**WORK INSTRUCTION 1**.
In two sentences, summarize the COVID-19 forecasting text.
**WORK INSTRUCTION 2**.
In the COVID-19 forecasting text, what method has the model used for regression since Oct 12?
**WORK INSTRUCTION 3**.
Quote the COVID-19 forecasting text from "UPDATE: Since Oct" to "in this model.".

**TEXT BLOCK**.
□ □ □

Starting the next update, I will post ranking only using the new method (since this is Youyang Gu’s ranking evaluation).
Weekly ranking, 1-6w forward performance
Overall ranking and RMSE/MAE of errors
Daily Tests and Daily New Cases
(Data source: the COVID Tracking Project)
What is the idea?
UPDATE: Since Oct 12, my model has included more features, in addition to encounter density. XGBoost is employed for regression.
today's "Daily New Confirmed Cases" + today's "Encounter Density" ==> today's newly infected Cases ==> next 2-3 weeks' "Daily New Confirmed Cases"
(Encounter Density D data source: Unacast's Social Distancing Scoreboard, which analyzes cell phone location data, counts "Human Encounters", defined as two cell phone devices that were in the same place at the same time, and then derives the probability and "Encounter Density".)
My model uses current "Encounter Density" D to predict future "Reproductive Number" R and "Daily New Confirmed Cases". This is the most fundamental idea and assumption in this model.
Why "Encounter" data?
Daily New Confirmed Cases data is "outdated". People who get confirmed today were infected days ago through "Human Encounter" with other contagious people, and it took days to develop symptoms, seek tests, and get confirmed (infected -> symptomatic -> tested -> confirmed). In other words, today's "Daily New Confirmed Cases" is outdated data and it can be inferred from past "Daily New Confirmed Cases" data + past "Encounter" data.
Encounter data is up-to-date. Typically yesterday's Human Encounter Density data is available online today. (Encounter Density D data source: Unacast's Social Distancing Scoreboard, which analyzes cell phone location data, counts "Human Encounters", defined as two cell phone devices that were in the same place at the same time, and then derives the probability and "Encounter Density".)
How does it work?

□ □ □

[Items from a data source]
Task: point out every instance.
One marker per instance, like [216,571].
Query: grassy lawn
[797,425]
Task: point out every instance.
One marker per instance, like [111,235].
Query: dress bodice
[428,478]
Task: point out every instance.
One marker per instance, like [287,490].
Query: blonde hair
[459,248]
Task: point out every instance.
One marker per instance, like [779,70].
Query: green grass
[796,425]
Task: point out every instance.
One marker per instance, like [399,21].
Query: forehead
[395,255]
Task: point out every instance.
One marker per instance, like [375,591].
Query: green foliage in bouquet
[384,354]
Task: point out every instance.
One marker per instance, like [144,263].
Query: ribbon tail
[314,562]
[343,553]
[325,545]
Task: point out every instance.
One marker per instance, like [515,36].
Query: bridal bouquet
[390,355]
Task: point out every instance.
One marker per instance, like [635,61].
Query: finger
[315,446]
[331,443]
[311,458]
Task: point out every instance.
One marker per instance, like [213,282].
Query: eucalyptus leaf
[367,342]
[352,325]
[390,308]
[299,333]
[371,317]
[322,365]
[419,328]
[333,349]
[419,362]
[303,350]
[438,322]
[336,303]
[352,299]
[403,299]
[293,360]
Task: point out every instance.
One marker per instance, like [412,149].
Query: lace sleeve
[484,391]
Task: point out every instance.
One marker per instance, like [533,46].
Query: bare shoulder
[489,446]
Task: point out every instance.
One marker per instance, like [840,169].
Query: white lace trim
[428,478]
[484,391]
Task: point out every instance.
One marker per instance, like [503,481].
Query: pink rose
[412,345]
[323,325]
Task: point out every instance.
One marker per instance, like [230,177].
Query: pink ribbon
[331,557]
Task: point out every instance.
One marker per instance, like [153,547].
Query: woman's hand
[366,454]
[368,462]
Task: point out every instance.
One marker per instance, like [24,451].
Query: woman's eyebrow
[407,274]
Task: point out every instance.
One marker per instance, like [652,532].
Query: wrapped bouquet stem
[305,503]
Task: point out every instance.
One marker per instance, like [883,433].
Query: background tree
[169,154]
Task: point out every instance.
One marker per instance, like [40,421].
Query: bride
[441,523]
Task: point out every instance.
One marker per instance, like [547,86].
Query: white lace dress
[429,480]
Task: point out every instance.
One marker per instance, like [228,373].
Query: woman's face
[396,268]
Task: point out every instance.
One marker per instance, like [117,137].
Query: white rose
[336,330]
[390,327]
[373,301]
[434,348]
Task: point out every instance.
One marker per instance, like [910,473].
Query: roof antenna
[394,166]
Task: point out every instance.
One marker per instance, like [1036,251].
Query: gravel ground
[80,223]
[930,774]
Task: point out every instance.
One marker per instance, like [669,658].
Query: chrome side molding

□ □ □

**RESPONSE BOX 1**.
The model uses today's "Encounter Density," derived from cell phone location data in Unacast's Social Distancing Scoreboard, to predict future "Reproductive Number" and "Daily New Confirmed Cases," and since Oct 12 it has added more features and used XGBoost for regression. Encounter data is used because confirmed case counts are outdated, reflecting infections from days earlier, while yesterday's encounter data is typically available online today.

**RESPONSE BOX 2**.
XGBoost.

**RESPONSE BOX 3**.
UPDATE: Since Oct 12, my model has included more features, in addition to encounter density. XGBoost is employed for regression.
today's "Daily New Confirmed Cases" + today's "Encounter Density" ==> today's newly infected Cases ==> next 2-3 weeks' "Daily New Confirmed Cases"
(Encounter Density D data source: Unacast's Social Distancing Scoreboard, which analyzes cell phone location data, counts "Human Encounters", defined as two cell phone devices that were in the same place at the same time, and then derives the probability and "Encounter Density".)
My model uses current "Encounter Density" D to predict future "Reproductive Number" R and "Daily New Confirmed Cases". This is the most fundamental idea and assumption in this model.